[SUPPLIED INFORMATION start]
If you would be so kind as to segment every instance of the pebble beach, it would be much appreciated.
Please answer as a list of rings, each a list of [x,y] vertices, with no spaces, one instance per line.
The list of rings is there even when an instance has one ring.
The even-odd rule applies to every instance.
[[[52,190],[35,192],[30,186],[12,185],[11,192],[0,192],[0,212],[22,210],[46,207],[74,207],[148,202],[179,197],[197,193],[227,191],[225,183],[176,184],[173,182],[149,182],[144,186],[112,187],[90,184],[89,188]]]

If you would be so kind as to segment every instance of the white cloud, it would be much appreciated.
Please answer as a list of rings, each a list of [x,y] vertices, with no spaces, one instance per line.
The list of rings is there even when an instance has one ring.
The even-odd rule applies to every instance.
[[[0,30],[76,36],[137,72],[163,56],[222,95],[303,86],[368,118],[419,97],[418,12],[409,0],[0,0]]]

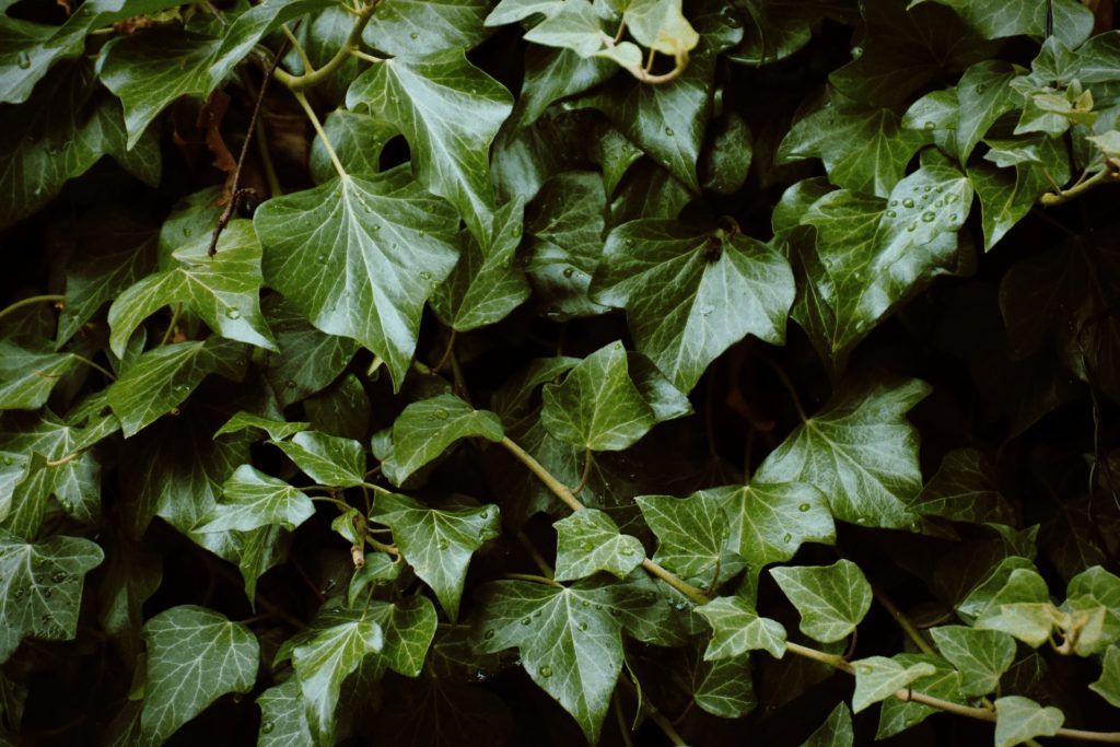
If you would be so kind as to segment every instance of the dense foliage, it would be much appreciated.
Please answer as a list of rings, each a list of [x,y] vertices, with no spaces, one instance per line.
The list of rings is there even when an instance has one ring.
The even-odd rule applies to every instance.
[[[1120,743],[1108,0],[356,1],[0,0],[0,744]]]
[SUPPLIED INFORMATION end]
(EXERCISE TASK): Rewrite every line of the data above with "segment" switched to "outline" and nothing else changed. Leave the pictures out.

(ANSWER TO THIS PROBLEM):
If you would be so kind as to outline every instance of the pebble beach, it would be much appreciated.
Please answer as a list of rings, each a list of [x,y] vertices, with no spaces, one instance per line.
The list of rings is there even when an instance has one ring.
The even-odd rule applies to every instance.
[[[52,190],[35,192],[30,186],[12,185],[11,192],[0,192],[0,212],[22,210],[46,207],[74,207],[148,202],[179,197],[197,193],[227,191],[225,183],[176,184],[173,182],[149,182],[144,186],[112,187],[90,184],[89,188]]]

If you would be so kind as to outline every instance of the white cloud, it would be much appreciated.
Please answer as a list of rings, each a list of [x,y] vertices, with no spaces, one instance per line.
The list of rings is there even when an instance has one ring.
The even-odd rule applies to every instance.
[[[0,30],[76,36],[137,72],[163,56],[222,95],[303,86],[368,118],[419,97],[418,12],[409,0],[0,0]]]

If you would be so kind as to outline every instance of the dense foliage, it would be much appreciated.
Please answer as a list of rings, each a list of [x,y] vertices, with no spaces, one instance per line.
The list of rings is there even when an instance has one ring.
The even-odd rule applies to every instance.
[[[1120,743],[1108,0],[356,1],[0,0],[0,744]]]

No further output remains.